◆ Entries supplied
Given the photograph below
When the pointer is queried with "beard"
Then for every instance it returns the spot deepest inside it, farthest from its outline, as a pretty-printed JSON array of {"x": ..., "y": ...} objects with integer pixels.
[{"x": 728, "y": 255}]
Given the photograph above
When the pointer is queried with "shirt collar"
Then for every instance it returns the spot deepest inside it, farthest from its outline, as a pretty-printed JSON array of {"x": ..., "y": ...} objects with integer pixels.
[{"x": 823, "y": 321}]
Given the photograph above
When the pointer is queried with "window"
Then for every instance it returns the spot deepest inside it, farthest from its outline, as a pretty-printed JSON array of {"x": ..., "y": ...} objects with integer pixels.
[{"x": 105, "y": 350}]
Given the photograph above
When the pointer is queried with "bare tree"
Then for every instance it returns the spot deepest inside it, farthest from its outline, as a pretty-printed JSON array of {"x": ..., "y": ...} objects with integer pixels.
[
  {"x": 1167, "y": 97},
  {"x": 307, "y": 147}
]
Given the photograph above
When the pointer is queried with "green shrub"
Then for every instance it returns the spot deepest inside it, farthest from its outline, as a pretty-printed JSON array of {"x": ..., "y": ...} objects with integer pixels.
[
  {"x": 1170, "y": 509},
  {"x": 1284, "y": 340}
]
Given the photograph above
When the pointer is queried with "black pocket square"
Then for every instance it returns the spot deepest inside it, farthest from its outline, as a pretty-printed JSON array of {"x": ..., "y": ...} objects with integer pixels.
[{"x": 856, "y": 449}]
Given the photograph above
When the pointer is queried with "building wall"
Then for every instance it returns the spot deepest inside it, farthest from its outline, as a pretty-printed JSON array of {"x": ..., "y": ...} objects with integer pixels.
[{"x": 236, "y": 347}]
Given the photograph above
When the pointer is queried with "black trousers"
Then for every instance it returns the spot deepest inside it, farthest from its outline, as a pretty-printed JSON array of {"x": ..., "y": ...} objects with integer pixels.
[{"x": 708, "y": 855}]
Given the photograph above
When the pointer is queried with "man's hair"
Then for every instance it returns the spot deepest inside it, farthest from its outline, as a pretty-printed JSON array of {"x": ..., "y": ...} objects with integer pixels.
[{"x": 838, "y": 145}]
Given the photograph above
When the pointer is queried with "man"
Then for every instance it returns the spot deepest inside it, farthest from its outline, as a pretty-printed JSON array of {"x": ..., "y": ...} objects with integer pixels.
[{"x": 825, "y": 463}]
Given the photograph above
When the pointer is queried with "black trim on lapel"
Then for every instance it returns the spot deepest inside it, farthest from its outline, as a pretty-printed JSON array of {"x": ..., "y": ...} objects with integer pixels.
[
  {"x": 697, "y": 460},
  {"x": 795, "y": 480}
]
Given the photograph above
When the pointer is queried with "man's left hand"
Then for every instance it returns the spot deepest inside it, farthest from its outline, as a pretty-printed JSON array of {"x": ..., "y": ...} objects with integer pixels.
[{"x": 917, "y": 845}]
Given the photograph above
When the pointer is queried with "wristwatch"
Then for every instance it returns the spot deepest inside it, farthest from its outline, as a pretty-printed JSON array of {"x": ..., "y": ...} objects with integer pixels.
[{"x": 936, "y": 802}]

◆ Problem statement
Working through the data above, find every line holding "black" and copy it.

◆ Written solution
When the pointer is queried with "black pocket square"
When the pointer is queried with "black trousers"
When the pointer is queried with "black trim on lapel"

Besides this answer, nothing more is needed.